Transcribe the passage of the Octet review from "So I am left" up to and including "Theatre, New York.".

• _Text provided_:
-*-
It will probably come as no surprise to anyone familiar with the weird and wonderful work of Dave Molloy that this so-called ‘Chamber Choir Musical’ is an extraordinary confection. I listened to it on the same day as seeing the London premiere of his Ghost Quartet – a song-cycle about love, death, and whiskey – and with other pieces of his at the back of my mind – his ‘electropop’ Broadway hit Natasha, Pierre and the Great Comet of 1812 and Preludes, his psychodrama on Rachmaninov’s crisis of confidence – I felt like I was beginning to feel at home in his head. The musical language is grabby, inclusive, and yet ‘out there’ and it screams ‘all round practitioner’ – performer, composer, orchestrator; his way with text is no less virtuosic – as brilliant and witty as it is obtuse. The work is, in a word, bonkers.

Octet is entirely a cappella and as such wholly appropriate to the confusion of voices and shape-shifting bedlam of the Internet. It’s about our addiction to a technology with the power to bring us together as surely as to drive us apart. It’s about the affront to nature, human and otherwise, it’s about obsession, isolation, dependancy, it’s about the fragile boundary between reality and fantasy. Like, swipe, refresh. Check status, email, updates.

What I love about Malloy’s concept here – and his texts are drawn from a heady mix of internet comment boards, scientific debates, religious texts and Sufi poetry – is that he cuts right back to the bare bones of our basic mode of communication: words. The distinction between spoken and sung is thrown into sharp relief as only music theatre can and verbal and harmonic dexterity is where most if not all of the tension lies. It threatens to blow your mind as surely as the strident collision of voices out there in cyberspace.

Like most of Malloy’s work (and all musical theatre) there are ‘numbers’ and they behave like tracks on an album. There’s a funky (and funny) one called ‘Candy’ which brilliantly parodies the obsessive compulsive nature (and potential disorder) of gaming. Tooth decay/mind decay. There’s a rather more sinister, even scarifying, one ‘Solo’ at the heart of the piece – a viciously funny swipe (is that left or right?) at online chatting/dating. There’s a Hymn ‘Monster’ (no prizes for guessing what that is) and an hallucinatory number ‘Little God’ which attempts to address the ‘black hole’ of technological advance. And yet in ‘Beautiful’ a glimmer of the positive is expressed with the idea that for some relating to others ‘virtually’ can help them find ‘reality’ in themselves. Octet is bookended with the harmonic consonance of our relationship to the natural world in two hymns – ‘The Forest’ and ‘The Field’ (the latter a very human counterpoint) – and they are in themselves hopeful.

So I am left with the dichotomy of wanting to hear Octet again for clarity but resisting doing so because its beauty undoubtedly lies in its complexity and its impact in its unexpected ‘otherness’. To be perfectly honest I’m not entirely sure I want to hear it again – and I mean that as a compliment. It’s a one-off. I wish I’d experienced it live. But this is the next best thing: a live recording at the work’s World Premiere at Signature Theatre, New York.
-*-
• _Given data_:

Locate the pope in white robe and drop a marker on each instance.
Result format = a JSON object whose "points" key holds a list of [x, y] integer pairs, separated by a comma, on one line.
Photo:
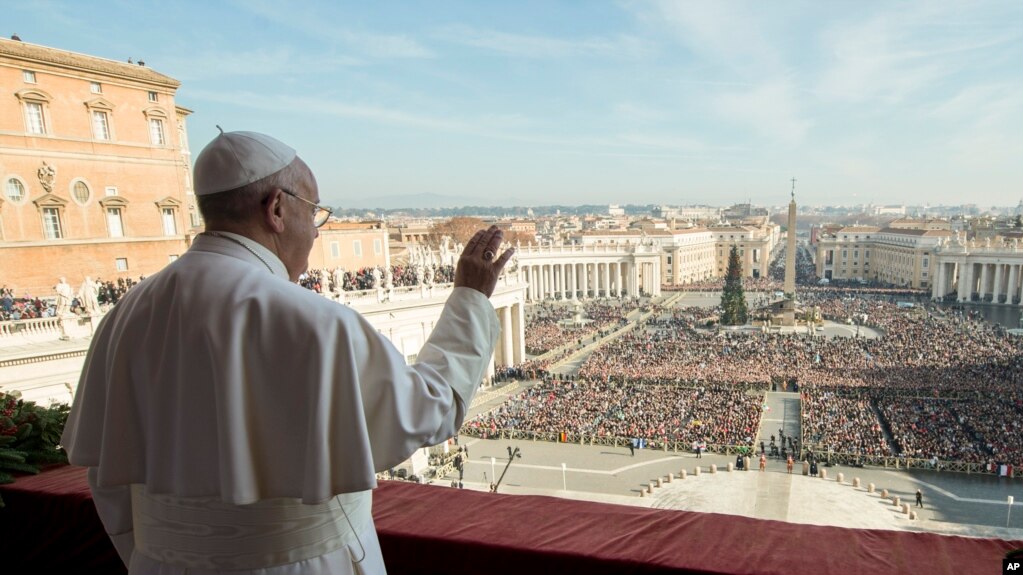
-*-
• _Finished task_:
So I am left with the dichotomy of wanting to hear Octet again for clarity but resisting doing so because its beauty undoubtedly lies in its complexity and its impact in its unexpected ‘otherness’. To be perfectly honest I’m not entirely sure I want to hear it again – and I mean that as a compliment. It’s a one-off. I wish I’d experienced it live. But this is the next best thing: a live recording at the work’s World Premiere at Signature Theatre, New York.